[Excerpt from a dataset]
***
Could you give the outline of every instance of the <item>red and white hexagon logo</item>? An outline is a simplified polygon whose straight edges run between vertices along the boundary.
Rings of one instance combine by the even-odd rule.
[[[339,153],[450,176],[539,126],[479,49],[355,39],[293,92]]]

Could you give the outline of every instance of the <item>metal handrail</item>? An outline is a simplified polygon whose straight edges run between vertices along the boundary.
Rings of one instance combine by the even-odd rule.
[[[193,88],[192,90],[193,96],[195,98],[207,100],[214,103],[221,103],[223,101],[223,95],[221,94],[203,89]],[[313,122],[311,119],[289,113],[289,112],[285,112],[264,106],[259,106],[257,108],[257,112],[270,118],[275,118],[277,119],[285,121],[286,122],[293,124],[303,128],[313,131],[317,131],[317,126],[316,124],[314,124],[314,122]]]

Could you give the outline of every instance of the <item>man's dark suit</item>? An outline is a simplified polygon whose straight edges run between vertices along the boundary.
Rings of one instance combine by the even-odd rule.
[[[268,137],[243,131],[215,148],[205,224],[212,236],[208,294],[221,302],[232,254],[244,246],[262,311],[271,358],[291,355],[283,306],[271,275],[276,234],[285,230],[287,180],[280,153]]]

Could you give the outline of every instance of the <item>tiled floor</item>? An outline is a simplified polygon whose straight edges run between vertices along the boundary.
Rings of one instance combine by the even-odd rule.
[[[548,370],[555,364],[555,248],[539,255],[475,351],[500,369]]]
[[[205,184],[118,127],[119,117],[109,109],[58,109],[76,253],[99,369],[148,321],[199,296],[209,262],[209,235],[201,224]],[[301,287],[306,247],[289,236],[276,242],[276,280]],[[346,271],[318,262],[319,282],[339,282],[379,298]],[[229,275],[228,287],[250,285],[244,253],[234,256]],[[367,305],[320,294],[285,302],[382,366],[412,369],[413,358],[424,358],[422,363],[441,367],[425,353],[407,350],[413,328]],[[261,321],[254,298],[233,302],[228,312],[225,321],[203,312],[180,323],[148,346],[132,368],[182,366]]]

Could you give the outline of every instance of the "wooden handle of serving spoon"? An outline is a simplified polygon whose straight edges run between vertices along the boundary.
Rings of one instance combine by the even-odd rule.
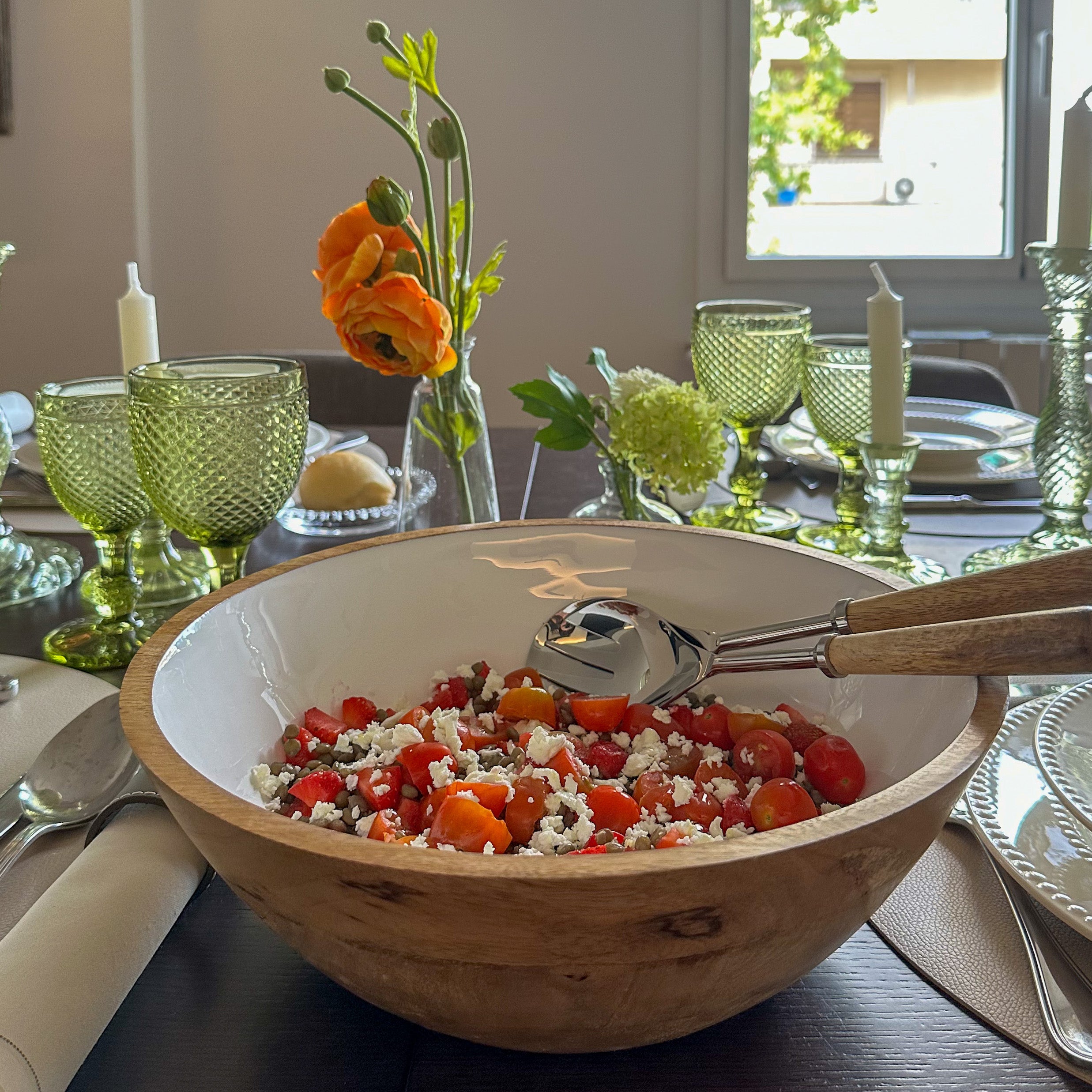
[[[939,584],[852,600],[853,633],[1092,604],[1092,548],[1067,550]],[[1004,674],[1004,673],[1002,673]]]
[[[834,675],[1077,675],[1092,672],[1092,607],[847,633],[821,648]]]

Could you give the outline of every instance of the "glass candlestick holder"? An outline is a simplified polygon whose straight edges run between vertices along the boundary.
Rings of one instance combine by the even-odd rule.
[[[871,432],[860,432],[856,439],[868,474],[865,482],[868,514],[860,553],[854,560],[893,572],[912,584],[943,580],[948,573],[939,561],[907,554],[902,545],[902,536],[909,530],[902,517],[902,498],[910,488],[909,475],[921,439],[907,435],[902,443],[874,443]]]
[[[1084,526],[1092,487],[1092,414],[1084,383],[1084,339],[1092,320],[1092,250],[1032,242],[1051,323],[1051,387],[1035,426],[1032,452],[1038,473],[1043,522],[1026,538],[972,554],[964,572],[1031,561],[1092,546]]]

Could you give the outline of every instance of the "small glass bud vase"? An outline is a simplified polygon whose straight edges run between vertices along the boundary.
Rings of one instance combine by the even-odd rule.
[[[942,565],[931,558],[907,554],[902,545],[902,536],[909,530],[902,515],[902,498],[910,488],[909,475],[917,459],[921,439],[904,436],[902,443],[874,443],[871,432],[862,432],[857,436],[857,444],[868,474],[865,482],[868,514],[860,551],[854,560],[893,572],[912,584],[945,580],[948,573]]]
[[[643,520],[649,523],[681,523],[682,518],[667,505],[646,497],[641,479],[627,463],[600,454],[603,495],[584,501],[570,513],[574,520]]]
***
### Given problem
Print all of the entries above word for word, omitting the pictures.

### Right answer
Could you give the outline of every instance of the <item>red and white hexagon logo</item>? An outline is a simplified polygon whose straight edges run between vertices along the boundary.
Rings of one instance combine by the even-odd rule.
[[[339,153],[450,176],[539,126],[479,49],[355,39],[293,92]]]

Could you give the outline of every instance of the <item>metal handrail</item>? An outline is a simplified polygon whose straight edges run between vertices along the boundary.
Rings of one instance combine by the even-odd rule.
[[[193,88],[192,90],[193,96],[195,98],[207,100],[214,103],[221,103],[223,101],[223,95],[221,94],[203,89]],[[313,122],[311,119],[289,113],[289,112],[285,112],[264,106],[259,106],[257,108],[257,112],[270,118],[275,118],[277,119],[285,121],[286,122],[293,124],[303,128],[313,131],[317,131],[317,126],[316,124],[314,124],[314,122]]]

Could you give the outline of every instance of the <item>man's dark suit</item>? An outline is a simplified polygon whose straight edges run between vertices along the boundary.
Rings of one instance combine by the even-odd rule.
[[[268,137],[243,131],[215,148],[205,224],[212,236],[208,294],[221,302],[232,254],[244,246],[262,311],[271,358],[291,355],[283,306],[271,275],[276,234],[285,230],[287,180],[280,153]]]

Could you give the outline of every instance of the <item>tiled floor</item>? An outline is a simplified polygon whose straight edges run between vertices along the boundary.
Rings of one instance combine by the even-odd rule.
[[[548,370],[555,364],[555,248],[539,255],[475,351],[500,369]]]
[[[205,184],[118,127],[119,117],[109,109],[58,109],[76,253],[99,369],[148,321],[199,296],[209,262],[209,235],[201,224]],[[301,287],[306,247],[289,236],[276,242],[276,280]],[[346,271],[318,262],[319,282],[339,282],[379,298]],[[229,275],[228,287],[250,285],[244,253],[234,256]],[[367,305],[320,294],[285,302],[382,366],[412,369],[413,358],[424,358],[422,363],[441,367],[425,353],[407,350],[413,328]],[[261,321],[254,298],[233,302],[228,312],[225,321],[203,312],[180,323],[148,346],[132,368],[182,366]]]

Could you give the outline of every instance of the "wooden handle of serving spoon"? An outline is a simplified polygon whose straight edges run between vertices along the boundary.
Rings of one instance combine by the even-odd rule.
[[[939,584],[852,600],[853,633],[1092,604],[1092,548],[1067,550]],[[1004,674],[1004,673],[1002,673]]]
[[[834,675],[1077,675],[1092,672],[1092,607],[847,633],[821,648]]]

Could you give the outline of every instance of the "glass candlestick holder"? An outline is a simplified polygon whose straight edges run between vertices along the boundary.
Rings of one instance combine by the even-odd rule.
[[[871,432],[860,432],[856,439],[868,474],[865,482],[868,514],[860,553],[854,560],[893,572],[912,584],[943,580],[948,573],[939,561],[907,554],[902,545],[902,536],[909,530],[902,517],[902,498],[910,488],[909,475],[921,439],[907,435],[902,443],[874,443]]]
[[[1084,526],[1092,487],[1092,414],[1084,383],[1084,339],[1092,320],[1092,250],[1032,242],[1051,323],[1051,387],[1035,426],[1032,452],[1038,473],[1043,522],[1026,538],[972,554],[964,572],[1031,561],[1092,546]]]

Could you give the outline of every instance of the "small glass bud vase"? An outline is a simplified polygon whose straight edges run between vertices along the boundary.
Rings of one instance combine by the even-odd rule.
[[[942,565],[931,558],[907,554],[902,545],[902,536],[909,530],[902,515],[902,498],[910,488],[909,475],[917,459],[921,439],[904,436],[902,443],[874,443],[871,432],[862,432],[857,436],[857,444],[868,474],[865,482],[868,514],[860,551],[854,560],[893,572],[912,584],[945,580],[948,573]]]
[[[643,520],[649,523],[681,523],[682,518],[667,505],[646,497],[641,479],[627,463],[600,454],[603,495],[584,501],[570,513],[574,520]]]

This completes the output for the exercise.